WHAT YOU NEED TO DO:
An exact transcript is needed of the material below, beginning at the line that contains "Can you find the window" and continuing through its last line; nothing else should appear.

——

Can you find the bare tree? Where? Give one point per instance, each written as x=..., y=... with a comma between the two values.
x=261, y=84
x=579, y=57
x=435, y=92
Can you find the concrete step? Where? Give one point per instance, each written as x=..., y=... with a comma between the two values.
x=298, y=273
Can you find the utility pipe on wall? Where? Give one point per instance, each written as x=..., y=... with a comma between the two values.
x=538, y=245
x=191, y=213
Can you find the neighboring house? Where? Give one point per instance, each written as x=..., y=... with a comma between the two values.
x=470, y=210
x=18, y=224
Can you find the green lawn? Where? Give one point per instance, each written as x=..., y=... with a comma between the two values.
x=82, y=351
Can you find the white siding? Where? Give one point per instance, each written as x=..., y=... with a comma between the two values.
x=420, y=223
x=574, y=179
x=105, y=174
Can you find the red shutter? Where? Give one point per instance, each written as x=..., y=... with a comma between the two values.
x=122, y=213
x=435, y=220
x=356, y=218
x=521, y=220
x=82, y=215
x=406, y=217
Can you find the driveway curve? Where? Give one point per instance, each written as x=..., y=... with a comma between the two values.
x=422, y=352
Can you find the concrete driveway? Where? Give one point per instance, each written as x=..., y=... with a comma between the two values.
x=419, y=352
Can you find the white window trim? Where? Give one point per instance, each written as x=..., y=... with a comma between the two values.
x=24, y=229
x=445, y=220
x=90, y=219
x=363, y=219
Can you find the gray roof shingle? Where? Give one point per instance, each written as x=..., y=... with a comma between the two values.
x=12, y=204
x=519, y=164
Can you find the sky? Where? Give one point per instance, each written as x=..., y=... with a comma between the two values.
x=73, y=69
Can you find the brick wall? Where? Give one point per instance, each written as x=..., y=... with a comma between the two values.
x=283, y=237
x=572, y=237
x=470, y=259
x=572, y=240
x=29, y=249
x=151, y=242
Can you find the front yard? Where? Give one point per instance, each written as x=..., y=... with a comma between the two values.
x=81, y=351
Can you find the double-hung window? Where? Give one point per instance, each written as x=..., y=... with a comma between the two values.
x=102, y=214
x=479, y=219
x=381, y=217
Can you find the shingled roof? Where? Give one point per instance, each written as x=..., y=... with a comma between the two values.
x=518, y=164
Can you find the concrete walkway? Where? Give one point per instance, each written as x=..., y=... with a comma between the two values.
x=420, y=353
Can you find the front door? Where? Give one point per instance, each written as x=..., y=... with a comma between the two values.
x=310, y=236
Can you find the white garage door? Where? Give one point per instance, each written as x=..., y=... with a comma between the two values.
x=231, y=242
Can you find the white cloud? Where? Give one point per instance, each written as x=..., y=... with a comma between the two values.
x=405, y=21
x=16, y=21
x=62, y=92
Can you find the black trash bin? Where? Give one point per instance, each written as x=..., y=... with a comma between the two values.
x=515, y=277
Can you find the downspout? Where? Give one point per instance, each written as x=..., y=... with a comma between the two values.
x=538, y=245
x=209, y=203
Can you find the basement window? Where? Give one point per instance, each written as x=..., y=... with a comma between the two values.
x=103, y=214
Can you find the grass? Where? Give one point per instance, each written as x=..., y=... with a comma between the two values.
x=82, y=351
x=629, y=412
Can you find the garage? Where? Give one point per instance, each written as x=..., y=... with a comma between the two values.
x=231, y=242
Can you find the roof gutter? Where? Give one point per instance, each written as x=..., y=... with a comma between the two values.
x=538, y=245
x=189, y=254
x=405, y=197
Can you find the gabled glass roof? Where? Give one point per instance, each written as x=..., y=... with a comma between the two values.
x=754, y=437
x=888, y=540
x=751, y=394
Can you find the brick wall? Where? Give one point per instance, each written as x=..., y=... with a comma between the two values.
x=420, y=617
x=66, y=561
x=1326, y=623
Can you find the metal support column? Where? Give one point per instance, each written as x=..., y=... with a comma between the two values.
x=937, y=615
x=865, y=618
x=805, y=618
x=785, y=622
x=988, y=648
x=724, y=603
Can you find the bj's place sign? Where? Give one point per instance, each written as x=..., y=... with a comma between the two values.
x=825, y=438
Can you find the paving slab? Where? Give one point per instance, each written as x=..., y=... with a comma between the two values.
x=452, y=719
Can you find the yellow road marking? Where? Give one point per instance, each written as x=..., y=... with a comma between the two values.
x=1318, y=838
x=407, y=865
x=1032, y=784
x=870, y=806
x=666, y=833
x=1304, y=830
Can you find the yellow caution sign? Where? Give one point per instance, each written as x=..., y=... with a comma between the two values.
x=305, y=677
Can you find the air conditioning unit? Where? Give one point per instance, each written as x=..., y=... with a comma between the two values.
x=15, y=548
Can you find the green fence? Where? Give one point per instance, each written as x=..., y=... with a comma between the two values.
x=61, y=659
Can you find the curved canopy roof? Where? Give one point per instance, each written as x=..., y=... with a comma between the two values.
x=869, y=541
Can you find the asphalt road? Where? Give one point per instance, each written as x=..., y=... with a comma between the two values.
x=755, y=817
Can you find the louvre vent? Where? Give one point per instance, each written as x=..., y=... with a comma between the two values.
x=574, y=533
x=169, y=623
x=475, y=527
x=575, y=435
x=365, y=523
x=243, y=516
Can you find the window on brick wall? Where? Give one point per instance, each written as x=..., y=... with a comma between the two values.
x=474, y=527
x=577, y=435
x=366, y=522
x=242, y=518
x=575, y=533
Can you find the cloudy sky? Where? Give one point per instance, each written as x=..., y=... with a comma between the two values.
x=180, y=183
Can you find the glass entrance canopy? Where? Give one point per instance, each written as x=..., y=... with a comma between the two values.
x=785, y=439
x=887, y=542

——

TASK RESPONSE:
Can you find the window on brick wall? Where? Give one point per instance, each written as x=..., y=... with a comma between the two values.
x=474, y=527
x=577, y=435
x=366, y=522
x=242, y=518
x=575, y=533
Can you find the cloudy sky? Where? Give one point per instance, each written as x=..., y=... with a comma between the two values.
x=180, y=183
Can you find the glass entrance canopy? Where? Give one point per instance, each written as x=..., y=... with a comma between the two values.
x=785, y=439
x=887, y=542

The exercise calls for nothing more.